_EXTRACT_:
Fresh concerns have emerged regarding the conditions within a Texas detention facility housing immigrant families, according to new revelations from a legal challenge.
These details stem from a lawsuit where the government is seeking to terminate existing protections for children.
Families held at the Dilley, Texas facility, reopened in March, have detailed persistently cloudy water, delayed medical attention, and children enduring long periods of detention. Allegations of children fighting adults for clean water, distraught children, and a protracted medical response first surfaced during the summer, as the federal government sought to end a policy protecting immigrant children.
U.S. District Judge Dolly Gee in Los Angeles, who presides over the case, heard arguments from the government, which wants to end the Flores Settlement agreement. The policy limits how long Customs and Border Protection can hold immigrant children and requires safe and sanitary conditions.

_DIRECTIONS FOR THIS TASK_: Copy out the news report on the Dilley, Texas detention facility word for word, in full.

Saved data entries
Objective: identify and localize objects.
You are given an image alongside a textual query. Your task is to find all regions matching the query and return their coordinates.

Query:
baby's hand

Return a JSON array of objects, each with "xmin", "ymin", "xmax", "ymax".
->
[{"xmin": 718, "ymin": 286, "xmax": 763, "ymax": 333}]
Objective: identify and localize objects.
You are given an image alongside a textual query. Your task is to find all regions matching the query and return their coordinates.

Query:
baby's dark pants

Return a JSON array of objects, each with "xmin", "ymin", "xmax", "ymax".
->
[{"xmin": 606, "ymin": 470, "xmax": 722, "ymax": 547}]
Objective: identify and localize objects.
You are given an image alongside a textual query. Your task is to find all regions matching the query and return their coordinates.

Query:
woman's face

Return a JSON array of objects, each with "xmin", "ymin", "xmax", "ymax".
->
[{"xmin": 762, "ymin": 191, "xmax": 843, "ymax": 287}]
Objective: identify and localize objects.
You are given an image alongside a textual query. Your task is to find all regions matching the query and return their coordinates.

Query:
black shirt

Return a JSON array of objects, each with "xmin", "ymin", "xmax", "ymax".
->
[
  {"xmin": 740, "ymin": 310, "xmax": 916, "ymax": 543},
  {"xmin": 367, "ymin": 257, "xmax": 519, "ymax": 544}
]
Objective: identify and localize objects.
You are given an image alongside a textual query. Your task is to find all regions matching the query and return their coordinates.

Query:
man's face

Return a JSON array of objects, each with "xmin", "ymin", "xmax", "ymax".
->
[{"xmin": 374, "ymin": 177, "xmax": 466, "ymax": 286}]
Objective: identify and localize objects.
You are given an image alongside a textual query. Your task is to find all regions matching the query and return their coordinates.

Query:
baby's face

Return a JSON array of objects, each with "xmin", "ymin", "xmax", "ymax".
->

_SOLUTION_:
Fresh concerns have emerged regarding the conditions within a Texas detention facility housing immigrant families, according to new revelations from a legal challenge.
These details stem from a lawsuit where the government is seeking to terminate existing protections for children.
Families held at the Dilley, Texas facility, reopened in March, have detailed persistently cloudy water, delayed medical attention, and children enduring long periods of detention. Allegations of children fighting adults for clean water, distraught children, and a protracted medical response first surfaced during the summer, as the federal government sought to end a policy protecting immigrant children.
U.S. District Judge Dolly Gee in Los Angeles, who presides over the case, heard arguments from the government, which wants to end the Flores Settlement agreement. The policy limits how long Customs and Border Protection can hold immigrant children and requires safe and sanitary conditions.